To do:
• a. For the forum thread on MUL/FMA throughput on Broadwell, say whether each statement agrees with it, answering yes or no and quoting the words of the thread that decide it. (i) Agner Fog's table gives a throughput of 0.5 for both FMA and MUL. (ii) The reply says an FMA does not need to overwrite any of its inputs. (iii) In the rearrangement a + x*(b+c*x), the two FMAs are independent of each other.
• b. Return every line of the records that contains the word "hand".

Reading text:
▼

Throughput MUL/FMA Broadwell

Timocafé · ‎02-12-2019

Hello,

I am suspecting last Intel architecture to perform the mnemonic (vectorial double) `MUL` like a `FMA` but with a null addition (on broadWell architecture, and probably beyond).

In details, I am currently performing product of Quatric polynomials (Pi), following the pattern.

P1*P2*P3*P4

Every polynomial Pi(x) = a + bX +cX^2 is evaluated by two successives `FMA`. However, when I measure the throughput of my problem, the number are very low. Following the Table of Agner Fog [Agner Fog][1] page 242, the throughput of a `FMA` and `MUL` is 0.5. The definition of the throughput: is the time in [cycle] to perform a new identical mnemonic.

So I should get a penalty between the `FMA` and the `MUL`, however my measurement is smooth. I suspect the processor under the hood, swap the `MUL` by a `FMA` with a null addition (although my ASM has FMA and MUL), or at least use an identical part of the circuit in the FPU, which explain my results.

I may be completely wrong, but if a hardware engineer could confirm or infirm.

All the best

++t

[1]: https://www.agner.org/optimize/instruction_tables.pdf

McCalpinJohn · ‎02-13-2019

Agner's tables show the throughput for sequences of independent instructions, and the latency for sequences of dependent instructions. With a strongly out-of-order processor, it can be difficult to tell how much independent work the hardware can find across loop iterations, making cycle count estimation challenging.

In your example, a + b*x + c*x^2, a common rearrangement is a + x*(b+c*x). This can be computed with 2 FMAs, but the second FMA is dependent on the output of the first. With constant a, b, c, and a contiguous vector x, it is possible for the hardware to fully pipeline these operations, but in the presence of additional instructions, performance may be limited by factors other than the FMA throughput -- e.g., loads, stores, total instructions, etc. The compiler models this, and when there is another performance limiter, it does not always generate enough temporaries to fully hide the FMA latencies.

The compiler's job is made somewhat more difficult by the 3-operand FMA format used by Intel. Back in the olden days, SSE arithmetic instructions only had two arguments, with one of the input arguments overwritten by the output. If both input arguments were constants, the compiler needed to keep the original (constant) values in separate registers and generate extra register-to-register copies so that the SSE instruction would overwrite a copy of the constant, rather than the constant itself. AVX provides a three-operand instruction format that eliminates this for dyadic operations like add and multiply, but that is not enough for FMA -- it must also overwrite one of its inputs. In the example above, the first FMA is (b+c*x), where all are constants. So again the compiler must keep the original values in registers and copy one of them into a temporary register to be overwritten by the FMA. This adds to the overall instruction count and (as seen below) reduces throughput for L1-contained data.

▲

Pointing and labeling records:
▼

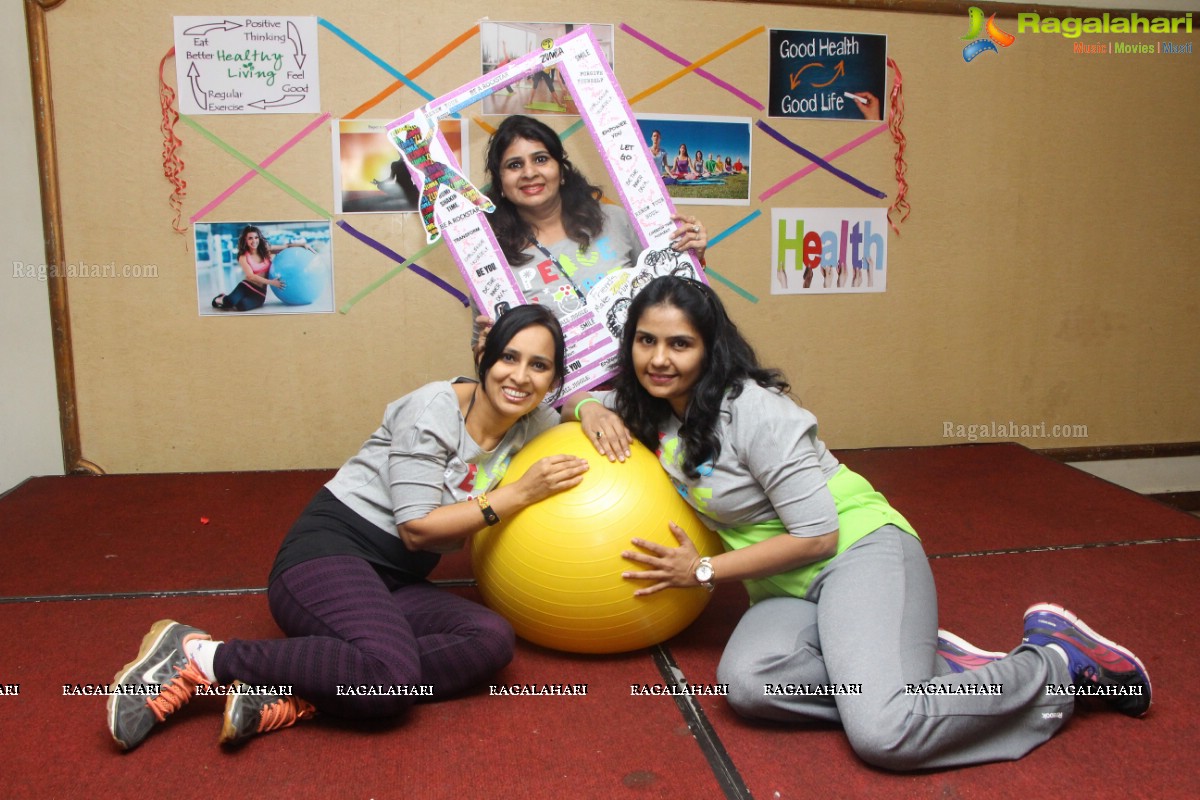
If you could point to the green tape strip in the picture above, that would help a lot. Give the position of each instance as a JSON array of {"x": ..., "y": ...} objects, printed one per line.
[
  {"x": 215, "y": 139},
  {"x": 387, "y": 276}
]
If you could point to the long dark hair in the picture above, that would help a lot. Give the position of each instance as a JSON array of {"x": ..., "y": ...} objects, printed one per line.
[
  {"x": 262, "y": 251},
  {"x": 510, "y": 324},
  {"x": 582, "y": 216},
  {"x": 729, "y": 361}
]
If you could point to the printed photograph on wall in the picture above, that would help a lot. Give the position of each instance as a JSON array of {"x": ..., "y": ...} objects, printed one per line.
[
  {"x": 264, "y": 268},
  {"x": 371, "y": 176},
  {"x": 544, "y": 91},
  {"x": 702, "y": 160}
]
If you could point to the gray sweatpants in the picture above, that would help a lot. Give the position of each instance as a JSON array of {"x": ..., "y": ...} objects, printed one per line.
[{"x": 868, "y": 631}]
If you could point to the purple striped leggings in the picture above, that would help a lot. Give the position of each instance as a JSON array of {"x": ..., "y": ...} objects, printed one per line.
[{"x": 348, "y": 626}]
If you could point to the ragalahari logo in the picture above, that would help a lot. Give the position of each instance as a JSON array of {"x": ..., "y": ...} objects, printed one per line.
[{"x": 995, "y": 36}]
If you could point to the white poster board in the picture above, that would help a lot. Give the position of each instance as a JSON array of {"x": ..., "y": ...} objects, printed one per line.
[
  {"x": 247, "y": 65},
  {"x": 457, "y": 211}
]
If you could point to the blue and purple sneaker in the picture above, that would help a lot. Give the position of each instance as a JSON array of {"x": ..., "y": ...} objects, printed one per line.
[{"x": 1098, "y": 667}]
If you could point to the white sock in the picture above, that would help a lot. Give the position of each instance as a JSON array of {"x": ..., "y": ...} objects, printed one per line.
[{"x": 202, "y": 653}]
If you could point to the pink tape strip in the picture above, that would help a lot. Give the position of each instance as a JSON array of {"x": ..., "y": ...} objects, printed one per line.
[
  {"x": 267, "y": 162},
  {"x": 840, "y": 151}
]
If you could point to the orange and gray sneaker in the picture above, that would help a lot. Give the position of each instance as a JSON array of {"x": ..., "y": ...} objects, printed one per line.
[
  {"x": 249, "y": 714},
  {"x": 156, "y": 684}
]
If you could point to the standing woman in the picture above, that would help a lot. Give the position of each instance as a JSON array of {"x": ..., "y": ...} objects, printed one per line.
[
  {"x": 366, "y": 632},
  {"x": 840, "y": 589},
  {"x": 255, "y": 258}
]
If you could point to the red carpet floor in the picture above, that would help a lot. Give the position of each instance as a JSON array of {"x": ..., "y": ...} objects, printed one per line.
[{"x": 93, "y": 561}]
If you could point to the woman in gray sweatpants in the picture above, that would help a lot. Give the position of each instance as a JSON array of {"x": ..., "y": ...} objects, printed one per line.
[{"x": 843, "y": 624}]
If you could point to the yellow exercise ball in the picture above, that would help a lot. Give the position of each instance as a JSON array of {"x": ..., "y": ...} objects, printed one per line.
[{"x": 555, "y": 569}]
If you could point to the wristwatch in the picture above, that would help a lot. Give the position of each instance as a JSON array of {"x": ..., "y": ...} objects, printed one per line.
[{"x": 490, "y": 516}]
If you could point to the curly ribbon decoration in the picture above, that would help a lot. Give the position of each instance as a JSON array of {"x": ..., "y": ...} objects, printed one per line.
[
  {"x": 895, "y": 119},
  {"x": 172, "y": 164}
]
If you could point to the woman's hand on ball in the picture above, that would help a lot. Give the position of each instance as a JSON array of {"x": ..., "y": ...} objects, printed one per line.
[
  {"x": 606, "y": 432},
  {"x": 671, "y": 567},
  {"x": 551, "y": 475}
]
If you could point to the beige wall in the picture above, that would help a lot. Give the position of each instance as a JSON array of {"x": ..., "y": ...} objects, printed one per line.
[{"x": 1045, "y": 275}]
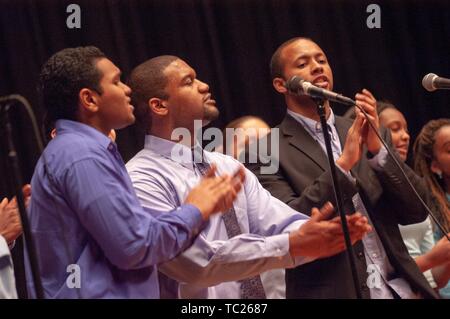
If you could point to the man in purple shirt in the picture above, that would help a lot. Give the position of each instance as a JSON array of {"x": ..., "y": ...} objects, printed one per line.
[{"x": 93, "y": 238}]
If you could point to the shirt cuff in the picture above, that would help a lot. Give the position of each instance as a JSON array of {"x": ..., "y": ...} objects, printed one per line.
[
  {"x": 191, "y": 216},
  {"x": 378, "y": 161}
]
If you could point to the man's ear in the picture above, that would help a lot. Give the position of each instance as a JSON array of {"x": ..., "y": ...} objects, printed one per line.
[
  {"x": 158, "y": 106},
  {"x": 279, "y": 85},
  {"x": 88, "y": 99}
]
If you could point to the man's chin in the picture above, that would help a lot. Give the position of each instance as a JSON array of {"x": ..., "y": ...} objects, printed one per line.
[{"x": 210, "y": 114}]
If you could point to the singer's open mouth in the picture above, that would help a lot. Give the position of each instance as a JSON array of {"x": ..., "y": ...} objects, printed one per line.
[{"x": 321, "y": 81}]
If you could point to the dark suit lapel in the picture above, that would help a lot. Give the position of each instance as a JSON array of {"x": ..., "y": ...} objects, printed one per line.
[{"x": 300, "y": 139}]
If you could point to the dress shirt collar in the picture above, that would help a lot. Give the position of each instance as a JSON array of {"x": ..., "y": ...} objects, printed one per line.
[
  {"x": 177, "y": 152},
  {"x": 73, "y": 127}
]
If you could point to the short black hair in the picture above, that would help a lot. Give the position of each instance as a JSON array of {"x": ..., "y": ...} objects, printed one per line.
[
  {"x": 63, "y": 76},
  {"x": 276, "y": 65},
  {"x": 147, "y": 81}
]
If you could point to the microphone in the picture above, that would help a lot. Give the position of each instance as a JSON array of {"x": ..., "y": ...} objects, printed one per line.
[
  {"x": 299, "y": 86},
  {"x": 431, "y": 82}
]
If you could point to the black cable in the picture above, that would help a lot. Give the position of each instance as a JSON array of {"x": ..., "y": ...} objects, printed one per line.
[{"x": 441, "y": 228}]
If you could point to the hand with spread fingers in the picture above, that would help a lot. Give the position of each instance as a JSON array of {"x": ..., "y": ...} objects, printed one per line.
[
  {"x": 352, "y": 151},
  {"x": 216, "y": 193},
  {"x": 10, "y": 224}
]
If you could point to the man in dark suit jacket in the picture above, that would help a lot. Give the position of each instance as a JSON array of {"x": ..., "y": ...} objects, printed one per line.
[{"x": 368, "y": 178}]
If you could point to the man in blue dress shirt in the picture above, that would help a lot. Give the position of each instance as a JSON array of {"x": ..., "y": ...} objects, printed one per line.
[
  {"x": 169, "y": 98},
  {"x": 93, "y": 238}
]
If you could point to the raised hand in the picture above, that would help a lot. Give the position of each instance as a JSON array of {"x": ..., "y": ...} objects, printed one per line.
[
  {"x": 216, "y": 193},
  {"x": 323, "y": 237}
]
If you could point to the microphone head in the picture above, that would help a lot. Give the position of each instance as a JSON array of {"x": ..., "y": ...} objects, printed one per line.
[{"x": 428, "y": 82}]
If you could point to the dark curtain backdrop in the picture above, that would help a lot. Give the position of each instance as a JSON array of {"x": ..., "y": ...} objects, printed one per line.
[{"x": 230, "y": 43}]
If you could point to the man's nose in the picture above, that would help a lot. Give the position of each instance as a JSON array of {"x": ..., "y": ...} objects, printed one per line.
[{"x": 203, "y": 87}]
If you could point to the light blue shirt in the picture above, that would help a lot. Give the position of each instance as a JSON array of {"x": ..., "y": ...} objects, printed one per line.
[
  {"x": 93, "y": 238},
  {"x": 211, "y": 267},
  {"x": 7, "y": 281},
  {"x": 373, "y": 248}
]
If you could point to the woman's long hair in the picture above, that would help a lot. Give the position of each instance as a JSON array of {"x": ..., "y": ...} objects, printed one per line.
[{"x": 423, "y": 158}]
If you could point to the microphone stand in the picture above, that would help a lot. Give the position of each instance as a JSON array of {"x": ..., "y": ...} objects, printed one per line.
[
  {"x": 338, "y": 196},
  {"x": 17, "y": 181}
]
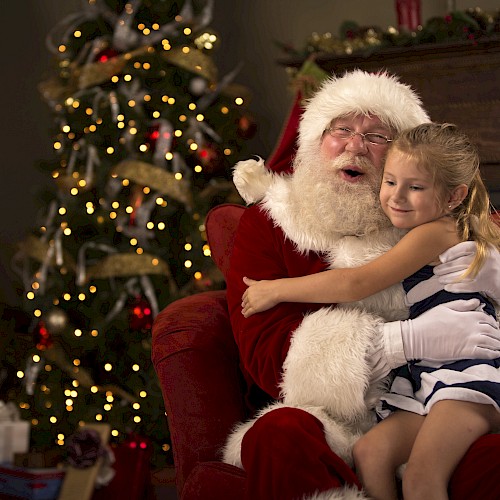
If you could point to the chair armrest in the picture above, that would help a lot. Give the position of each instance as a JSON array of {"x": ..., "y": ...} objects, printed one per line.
[{"x": 196, "y": 361}]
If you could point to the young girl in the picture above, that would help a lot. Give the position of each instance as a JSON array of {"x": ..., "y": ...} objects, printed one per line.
[{"x": 431, "y": 186}]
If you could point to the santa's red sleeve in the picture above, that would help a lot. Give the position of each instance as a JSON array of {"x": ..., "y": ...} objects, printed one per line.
[{"x": 261, "y": 251}]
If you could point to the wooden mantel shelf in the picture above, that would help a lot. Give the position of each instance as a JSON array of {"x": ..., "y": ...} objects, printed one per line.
[{"x": 458, "y": 82}]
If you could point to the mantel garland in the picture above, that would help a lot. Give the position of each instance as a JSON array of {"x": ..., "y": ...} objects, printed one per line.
[{"x": 469, "y": 25}]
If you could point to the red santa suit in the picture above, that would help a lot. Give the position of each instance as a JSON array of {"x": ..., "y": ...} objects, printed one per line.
[{"x": 305, "y": 364}]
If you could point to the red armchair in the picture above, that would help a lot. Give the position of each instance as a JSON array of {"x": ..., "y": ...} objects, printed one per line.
[{"x": 196, "y": 360}]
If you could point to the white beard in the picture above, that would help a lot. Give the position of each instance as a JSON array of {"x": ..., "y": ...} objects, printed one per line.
[{"x": 328, "y": 208}]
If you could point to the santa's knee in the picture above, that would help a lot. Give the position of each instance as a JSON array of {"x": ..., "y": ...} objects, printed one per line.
[
  {"x": 284, "y": 430},
  {"x": 368, "y": 452}
]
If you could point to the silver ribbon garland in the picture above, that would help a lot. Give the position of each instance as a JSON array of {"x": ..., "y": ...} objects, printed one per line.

▲

Solutions to the problems:
• a.
(i) Yes: "the throughput of a `FMA` and `MUL` is 0.5"
(ii) No: "it must also overwrite one of its inputs"
(iii) No: "the second FMA is dependent on the output of the first"

• b.
If you could point to the woman's hand on ball in the picture above, that would help a lot. Give the position of each instance as a JSON array of {"x": ..., "y": ...} objects, printed one per line.
If you could point to the hand with spread fingers in the picture above, that would help a lot. Give the position of each instance as a JSON array of {"x": ..., "y": ...} objects, printed one per line.
If you could point to the raised hand in the picture above, that would help a lot. Give the position of each instance as a JSON array of {"x": ..., "y": ...} objects, printed one per line.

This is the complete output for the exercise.